• [Problem details] Beginning at the line that contains "Target: spiral snail shell" and ending at the last line of the records below, retype each line exactly and add nothing.

(Data extracted from a collection)

- - -

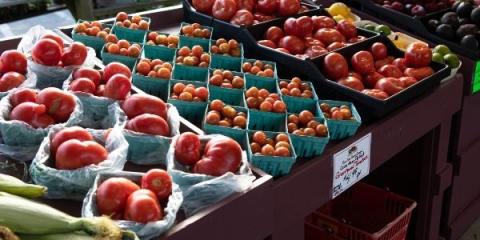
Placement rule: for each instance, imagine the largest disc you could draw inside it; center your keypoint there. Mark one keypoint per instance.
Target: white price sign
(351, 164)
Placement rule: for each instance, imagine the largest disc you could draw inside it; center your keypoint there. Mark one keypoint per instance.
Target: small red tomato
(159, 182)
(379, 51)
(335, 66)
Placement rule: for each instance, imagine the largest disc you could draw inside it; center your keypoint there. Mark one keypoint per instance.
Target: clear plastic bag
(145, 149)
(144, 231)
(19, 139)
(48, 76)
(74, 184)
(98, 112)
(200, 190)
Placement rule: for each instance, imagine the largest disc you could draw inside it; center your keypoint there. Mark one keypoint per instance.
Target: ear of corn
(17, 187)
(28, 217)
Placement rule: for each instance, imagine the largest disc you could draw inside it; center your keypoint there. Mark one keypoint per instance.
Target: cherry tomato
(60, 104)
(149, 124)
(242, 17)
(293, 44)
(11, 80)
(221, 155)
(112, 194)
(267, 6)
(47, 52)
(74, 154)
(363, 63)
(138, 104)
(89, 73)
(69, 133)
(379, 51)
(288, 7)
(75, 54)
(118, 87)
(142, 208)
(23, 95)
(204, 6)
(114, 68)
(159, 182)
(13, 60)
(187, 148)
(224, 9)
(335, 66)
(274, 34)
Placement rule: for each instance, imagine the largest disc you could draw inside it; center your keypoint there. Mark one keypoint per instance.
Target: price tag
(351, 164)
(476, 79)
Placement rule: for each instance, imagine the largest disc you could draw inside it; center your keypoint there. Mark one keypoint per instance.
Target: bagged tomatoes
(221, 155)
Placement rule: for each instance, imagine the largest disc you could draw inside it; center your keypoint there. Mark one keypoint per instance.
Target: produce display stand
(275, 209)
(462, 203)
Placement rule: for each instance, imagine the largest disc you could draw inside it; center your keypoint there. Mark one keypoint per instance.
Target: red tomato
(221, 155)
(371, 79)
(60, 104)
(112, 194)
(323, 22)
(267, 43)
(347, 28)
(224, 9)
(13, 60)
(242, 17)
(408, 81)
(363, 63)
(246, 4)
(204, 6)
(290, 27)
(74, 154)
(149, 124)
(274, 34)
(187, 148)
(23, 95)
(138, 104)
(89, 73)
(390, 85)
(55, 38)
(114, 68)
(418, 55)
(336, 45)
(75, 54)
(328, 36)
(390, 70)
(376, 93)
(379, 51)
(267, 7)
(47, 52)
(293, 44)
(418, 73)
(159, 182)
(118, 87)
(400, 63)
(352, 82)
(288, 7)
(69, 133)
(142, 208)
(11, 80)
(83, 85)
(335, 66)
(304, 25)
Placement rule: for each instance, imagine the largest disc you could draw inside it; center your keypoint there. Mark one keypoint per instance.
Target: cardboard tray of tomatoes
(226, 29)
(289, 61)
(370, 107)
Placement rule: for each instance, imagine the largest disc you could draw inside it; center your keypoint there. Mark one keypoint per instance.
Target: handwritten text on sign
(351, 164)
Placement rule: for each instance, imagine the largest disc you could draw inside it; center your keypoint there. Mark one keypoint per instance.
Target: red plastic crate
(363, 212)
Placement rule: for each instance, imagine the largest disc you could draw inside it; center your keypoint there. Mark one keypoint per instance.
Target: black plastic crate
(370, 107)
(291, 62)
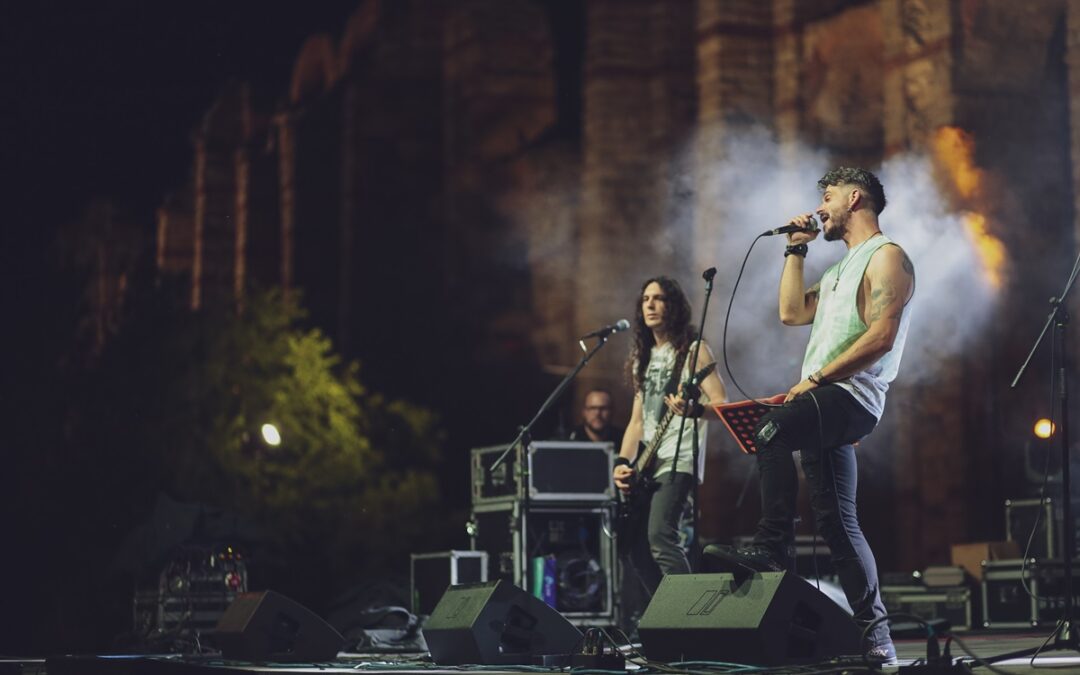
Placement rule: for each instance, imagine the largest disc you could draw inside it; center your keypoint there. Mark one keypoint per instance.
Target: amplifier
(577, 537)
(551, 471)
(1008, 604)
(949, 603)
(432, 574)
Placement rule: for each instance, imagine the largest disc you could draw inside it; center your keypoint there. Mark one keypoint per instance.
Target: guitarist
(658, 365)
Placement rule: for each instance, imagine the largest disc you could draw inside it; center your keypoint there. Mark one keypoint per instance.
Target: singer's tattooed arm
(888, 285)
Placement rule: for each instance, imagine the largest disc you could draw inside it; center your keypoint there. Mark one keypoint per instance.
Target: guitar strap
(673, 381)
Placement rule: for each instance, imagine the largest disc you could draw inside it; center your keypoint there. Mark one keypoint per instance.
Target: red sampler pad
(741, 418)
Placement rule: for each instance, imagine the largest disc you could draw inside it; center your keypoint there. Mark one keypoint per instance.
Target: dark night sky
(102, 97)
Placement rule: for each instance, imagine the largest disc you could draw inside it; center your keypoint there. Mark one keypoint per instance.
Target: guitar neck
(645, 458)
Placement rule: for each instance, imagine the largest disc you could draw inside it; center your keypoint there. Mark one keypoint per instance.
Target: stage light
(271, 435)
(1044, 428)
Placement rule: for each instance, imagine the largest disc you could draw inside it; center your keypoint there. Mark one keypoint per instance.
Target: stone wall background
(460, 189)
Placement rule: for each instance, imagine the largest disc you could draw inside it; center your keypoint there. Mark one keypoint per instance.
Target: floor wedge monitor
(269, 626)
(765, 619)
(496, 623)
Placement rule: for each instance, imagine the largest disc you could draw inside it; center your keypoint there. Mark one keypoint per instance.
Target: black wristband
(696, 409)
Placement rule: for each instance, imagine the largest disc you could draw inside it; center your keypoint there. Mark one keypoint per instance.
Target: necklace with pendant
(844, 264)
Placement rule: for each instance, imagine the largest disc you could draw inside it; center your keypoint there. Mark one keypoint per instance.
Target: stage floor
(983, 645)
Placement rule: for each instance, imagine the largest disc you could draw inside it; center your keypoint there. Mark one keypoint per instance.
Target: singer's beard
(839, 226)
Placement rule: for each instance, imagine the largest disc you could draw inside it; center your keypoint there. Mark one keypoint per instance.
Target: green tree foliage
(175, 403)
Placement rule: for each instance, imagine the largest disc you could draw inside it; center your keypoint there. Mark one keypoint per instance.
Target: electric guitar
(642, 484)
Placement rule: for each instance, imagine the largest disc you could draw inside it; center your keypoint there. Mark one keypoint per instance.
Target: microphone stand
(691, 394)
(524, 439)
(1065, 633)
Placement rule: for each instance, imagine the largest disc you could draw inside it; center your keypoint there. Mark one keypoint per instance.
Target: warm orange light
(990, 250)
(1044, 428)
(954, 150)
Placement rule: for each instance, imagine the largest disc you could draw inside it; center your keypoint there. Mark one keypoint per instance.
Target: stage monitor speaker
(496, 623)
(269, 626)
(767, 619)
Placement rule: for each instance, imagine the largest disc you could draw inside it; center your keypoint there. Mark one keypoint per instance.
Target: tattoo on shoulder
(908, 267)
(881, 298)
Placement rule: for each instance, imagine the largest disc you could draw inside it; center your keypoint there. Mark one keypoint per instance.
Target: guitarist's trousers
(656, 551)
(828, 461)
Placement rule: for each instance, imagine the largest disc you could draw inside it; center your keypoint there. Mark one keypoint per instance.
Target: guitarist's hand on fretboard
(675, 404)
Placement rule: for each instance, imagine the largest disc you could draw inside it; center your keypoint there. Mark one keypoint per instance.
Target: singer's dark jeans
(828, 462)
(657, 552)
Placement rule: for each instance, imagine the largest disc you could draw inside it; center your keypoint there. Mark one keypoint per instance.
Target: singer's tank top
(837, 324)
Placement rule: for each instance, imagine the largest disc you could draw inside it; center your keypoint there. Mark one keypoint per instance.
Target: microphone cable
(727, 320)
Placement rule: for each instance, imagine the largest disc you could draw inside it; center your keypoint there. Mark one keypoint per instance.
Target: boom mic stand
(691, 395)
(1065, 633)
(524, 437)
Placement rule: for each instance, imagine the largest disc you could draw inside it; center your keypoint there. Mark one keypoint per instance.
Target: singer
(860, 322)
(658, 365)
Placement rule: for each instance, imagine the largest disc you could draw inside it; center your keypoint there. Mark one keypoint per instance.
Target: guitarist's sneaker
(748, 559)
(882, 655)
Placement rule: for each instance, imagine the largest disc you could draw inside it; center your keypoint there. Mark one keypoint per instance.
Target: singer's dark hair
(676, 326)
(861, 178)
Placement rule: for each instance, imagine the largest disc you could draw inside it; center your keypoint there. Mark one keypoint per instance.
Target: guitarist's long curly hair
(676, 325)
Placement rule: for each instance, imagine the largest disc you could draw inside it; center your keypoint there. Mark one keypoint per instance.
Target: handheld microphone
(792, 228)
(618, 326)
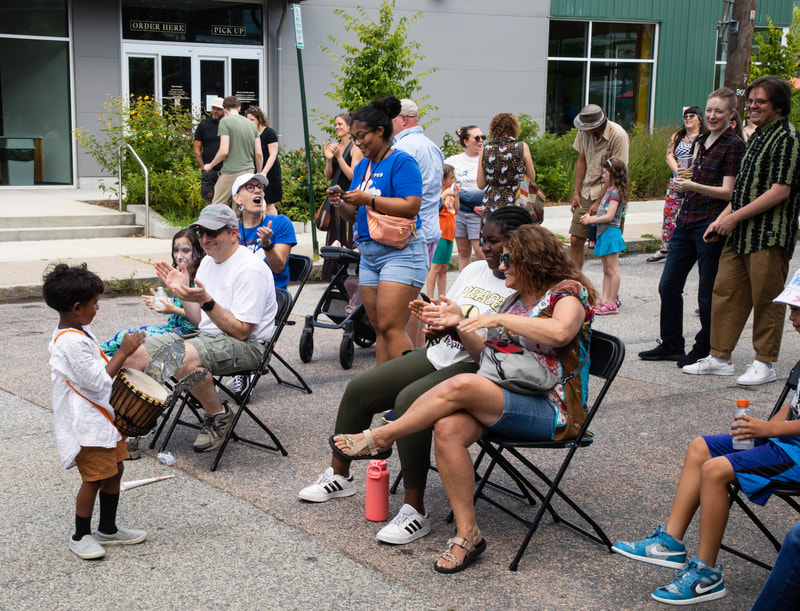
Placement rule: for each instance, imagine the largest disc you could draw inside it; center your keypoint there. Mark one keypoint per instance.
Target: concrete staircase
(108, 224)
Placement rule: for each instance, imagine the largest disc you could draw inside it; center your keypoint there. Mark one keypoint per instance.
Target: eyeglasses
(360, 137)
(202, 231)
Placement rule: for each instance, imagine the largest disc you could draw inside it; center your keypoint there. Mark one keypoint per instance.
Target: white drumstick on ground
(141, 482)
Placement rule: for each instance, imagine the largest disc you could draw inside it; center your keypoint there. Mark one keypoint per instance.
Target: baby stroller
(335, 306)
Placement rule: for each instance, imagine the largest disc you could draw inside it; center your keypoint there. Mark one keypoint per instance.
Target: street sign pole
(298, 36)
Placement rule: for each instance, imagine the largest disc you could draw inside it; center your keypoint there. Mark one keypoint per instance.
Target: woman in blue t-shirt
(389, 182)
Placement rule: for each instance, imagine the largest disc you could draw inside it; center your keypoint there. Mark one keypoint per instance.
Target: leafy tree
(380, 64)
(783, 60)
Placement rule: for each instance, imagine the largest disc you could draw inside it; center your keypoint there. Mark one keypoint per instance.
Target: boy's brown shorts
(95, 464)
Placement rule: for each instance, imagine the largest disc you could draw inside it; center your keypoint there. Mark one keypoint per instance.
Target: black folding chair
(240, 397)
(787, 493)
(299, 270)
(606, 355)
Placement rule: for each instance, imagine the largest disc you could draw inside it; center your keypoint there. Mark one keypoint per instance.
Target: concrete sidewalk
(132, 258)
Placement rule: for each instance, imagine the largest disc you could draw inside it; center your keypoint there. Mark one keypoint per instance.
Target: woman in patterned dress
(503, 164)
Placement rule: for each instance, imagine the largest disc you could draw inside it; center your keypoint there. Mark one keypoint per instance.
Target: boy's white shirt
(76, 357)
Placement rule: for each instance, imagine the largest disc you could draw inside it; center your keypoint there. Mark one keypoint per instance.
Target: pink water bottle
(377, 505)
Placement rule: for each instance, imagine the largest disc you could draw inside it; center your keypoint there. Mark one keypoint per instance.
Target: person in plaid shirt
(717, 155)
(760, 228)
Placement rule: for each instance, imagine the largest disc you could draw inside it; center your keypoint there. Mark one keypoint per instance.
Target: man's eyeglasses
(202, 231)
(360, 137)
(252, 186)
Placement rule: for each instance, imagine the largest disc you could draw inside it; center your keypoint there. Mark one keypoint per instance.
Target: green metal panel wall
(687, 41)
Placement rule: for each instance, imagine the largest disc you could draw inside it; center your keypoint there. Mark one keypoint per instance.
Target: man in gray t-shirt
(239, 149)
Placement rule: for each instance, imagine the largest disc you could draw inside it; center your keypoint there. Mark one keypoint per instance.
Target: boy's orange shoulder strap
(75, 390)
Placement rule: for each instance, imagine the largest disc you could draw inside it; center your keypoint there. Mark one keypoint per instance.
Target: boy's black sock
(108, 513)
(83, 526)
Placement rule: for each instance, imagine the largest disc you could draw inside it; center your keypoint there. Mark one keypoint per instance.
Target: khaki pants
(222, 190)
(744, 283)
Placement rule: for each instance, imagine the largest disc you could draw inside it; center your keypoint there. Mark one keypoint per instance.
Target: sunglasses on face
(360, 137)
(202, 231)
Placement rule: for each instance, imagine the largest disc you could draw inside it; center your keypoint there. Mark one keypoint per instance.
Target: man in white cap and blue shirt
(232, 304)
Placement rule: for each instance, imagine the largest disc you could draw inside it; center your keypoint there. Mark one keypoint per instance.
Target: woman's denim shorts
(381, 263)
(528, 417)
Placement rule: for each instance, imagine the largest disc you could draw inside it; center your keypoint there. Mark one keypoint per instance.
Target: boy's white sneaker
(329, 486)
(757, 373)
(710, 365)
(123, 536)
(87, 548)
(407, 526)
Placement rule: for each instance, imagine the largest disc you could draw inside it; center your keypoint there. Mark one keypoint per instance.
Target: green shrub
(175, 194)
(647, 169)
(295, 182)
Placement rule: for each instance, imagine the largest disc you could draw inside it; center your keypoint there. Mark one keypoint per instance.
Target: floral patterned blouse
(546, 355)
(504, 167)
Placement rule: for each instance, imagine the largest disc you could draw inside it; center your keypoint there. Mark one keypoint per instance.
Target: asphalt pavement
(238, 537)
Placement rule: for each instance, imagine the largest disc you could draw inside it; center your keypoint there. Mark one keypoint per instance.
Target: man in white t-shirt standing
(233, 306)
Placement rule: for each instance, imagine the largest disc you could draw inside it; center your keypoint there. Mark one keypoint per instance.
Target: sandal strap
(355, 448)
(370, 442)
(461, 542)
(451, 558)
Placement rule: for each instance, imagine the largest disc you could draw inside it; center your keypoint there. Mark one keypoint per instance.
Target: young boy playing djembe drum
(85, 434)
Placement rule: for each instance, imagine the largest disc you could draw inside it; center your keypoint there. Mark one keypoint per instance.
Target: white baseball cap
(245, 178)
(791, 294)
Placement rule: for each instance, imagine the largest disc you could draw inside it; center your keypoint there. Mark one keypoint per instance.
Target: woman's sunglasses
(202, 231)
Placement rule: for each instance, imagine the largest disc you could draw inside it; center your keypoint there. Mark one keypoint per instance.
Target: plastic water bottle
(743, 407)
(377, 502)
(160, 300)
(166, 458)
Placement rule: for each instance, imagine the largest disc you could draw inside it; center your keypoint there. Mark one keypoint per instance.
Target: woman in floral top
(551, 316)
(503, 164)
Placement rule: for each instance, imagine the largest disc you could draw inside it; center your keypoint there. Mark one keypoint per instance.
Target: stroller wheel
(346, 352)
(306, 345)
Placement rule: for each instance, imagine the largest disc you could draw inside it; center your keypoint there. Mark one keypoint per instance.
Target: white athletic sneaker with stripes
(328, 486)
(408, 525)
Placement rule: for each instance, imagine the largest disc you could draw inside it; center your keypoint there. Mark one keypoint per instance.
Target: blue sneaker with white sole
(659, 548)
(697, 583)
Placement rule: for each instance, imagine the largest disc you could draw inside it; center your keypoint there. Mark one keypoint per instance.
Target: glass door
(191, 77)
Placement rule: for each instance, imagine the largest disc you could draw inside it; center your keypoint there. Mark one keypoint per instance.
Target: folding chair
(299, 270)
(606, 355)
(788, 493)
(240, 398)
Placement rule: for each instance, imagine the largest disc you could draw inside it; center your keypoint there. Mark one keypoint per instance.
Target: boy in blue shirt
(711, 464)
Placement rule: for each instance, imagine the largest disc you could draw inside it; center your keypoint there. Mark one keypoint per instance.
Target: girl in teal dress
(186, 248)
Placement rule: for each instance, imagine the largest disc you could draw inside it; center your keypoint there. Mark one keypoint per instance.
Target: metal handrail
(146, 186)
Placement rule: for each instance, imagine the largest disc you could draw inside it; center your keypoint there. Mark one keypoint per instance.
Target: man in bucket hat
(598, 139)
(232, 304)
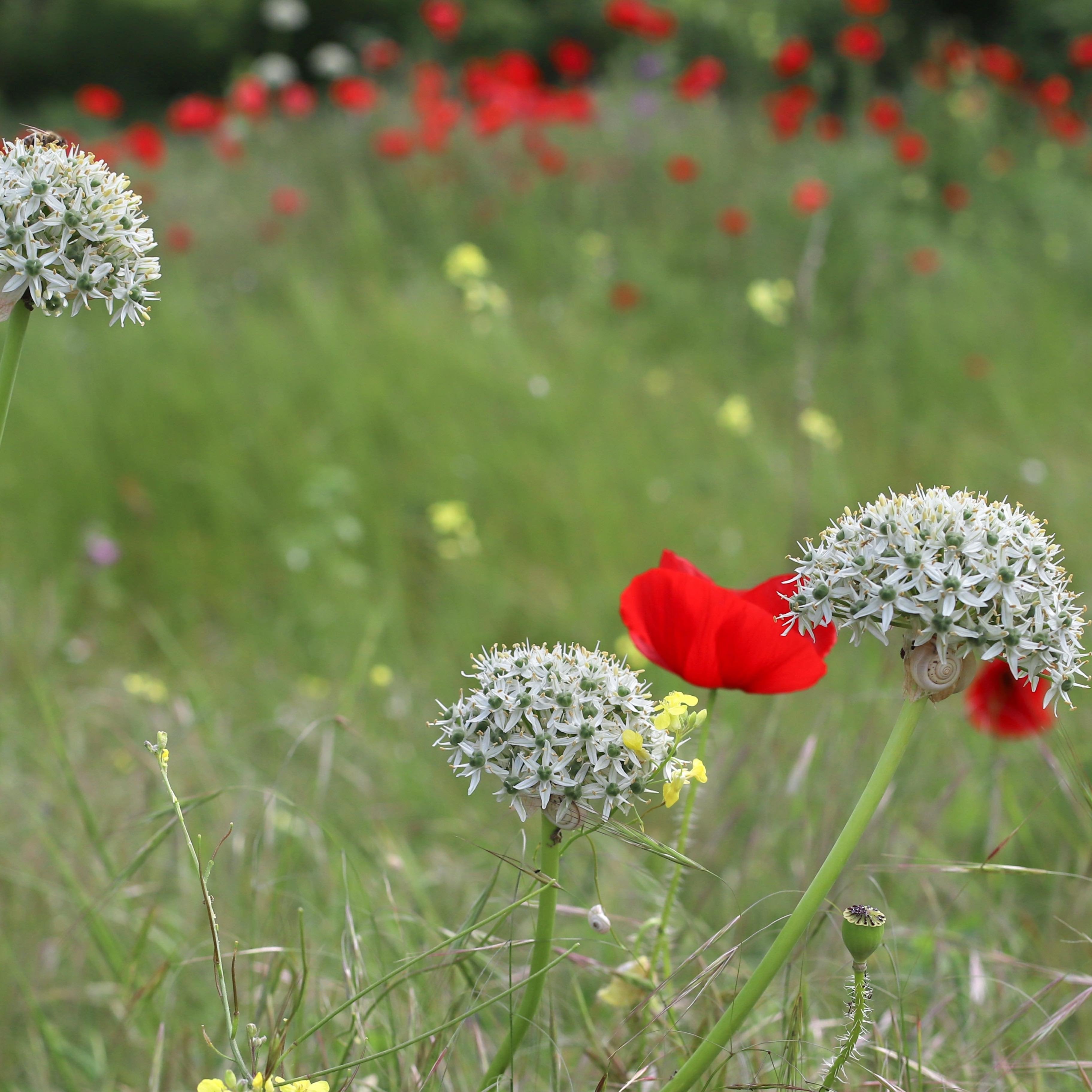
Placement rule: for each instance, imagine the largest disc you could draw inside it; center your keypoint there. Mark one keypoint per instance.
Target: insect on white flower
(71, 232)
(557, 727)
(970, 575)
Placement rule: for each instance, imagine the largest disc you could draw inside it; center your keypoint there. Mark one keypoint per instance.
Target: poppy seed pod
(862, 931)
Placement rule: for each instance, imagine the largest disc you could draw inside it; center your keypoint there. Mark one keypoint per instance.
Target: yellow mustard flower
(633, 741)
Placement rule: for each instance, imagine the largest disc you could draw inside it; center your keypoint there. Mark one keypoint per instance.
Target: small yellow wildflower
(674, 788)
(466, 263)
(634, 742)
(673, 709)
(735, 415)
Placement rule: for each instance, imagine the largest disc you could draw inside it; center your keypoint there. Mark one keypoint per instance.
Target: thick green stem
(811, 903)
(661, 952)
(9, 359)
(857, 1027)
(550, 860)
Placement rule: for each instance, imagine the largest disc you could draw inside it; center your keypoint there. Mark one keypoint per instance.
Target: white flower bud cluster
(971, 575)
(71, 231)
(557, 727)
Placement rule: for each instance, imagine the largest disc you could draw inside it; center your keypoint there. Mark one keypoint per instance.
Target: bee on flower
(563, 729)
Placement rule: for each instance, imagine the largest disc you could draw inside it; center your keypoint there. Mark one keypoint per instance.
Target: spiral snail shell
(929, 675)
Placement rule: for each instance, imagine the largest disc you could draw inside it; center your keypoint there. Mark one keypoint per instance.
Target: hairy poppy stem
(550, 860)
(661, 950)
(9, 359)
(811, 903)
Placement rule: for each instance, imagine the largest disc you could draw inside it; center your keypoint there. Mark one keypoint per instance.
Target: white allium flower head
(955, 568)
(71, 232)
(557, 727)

- - -

• [Answer for this exercise]
Target: spiral snail shell
(929, 675)
Placement rule: for each instance, imagine the largest disc you could draw inside it; center your keypoint there. Mark one keypoint per instance.
Target: hairy poppy stem
(550, 860)
(661, 950)
(9, 359)
(811, 903)
Placement rule: for each instance, imagine the largest disc you could draw inside it; center your keypoint there. Mark one keypoint per instance.
Target: white allium flower head
(955, 568)
(71, 232)
(557, 727)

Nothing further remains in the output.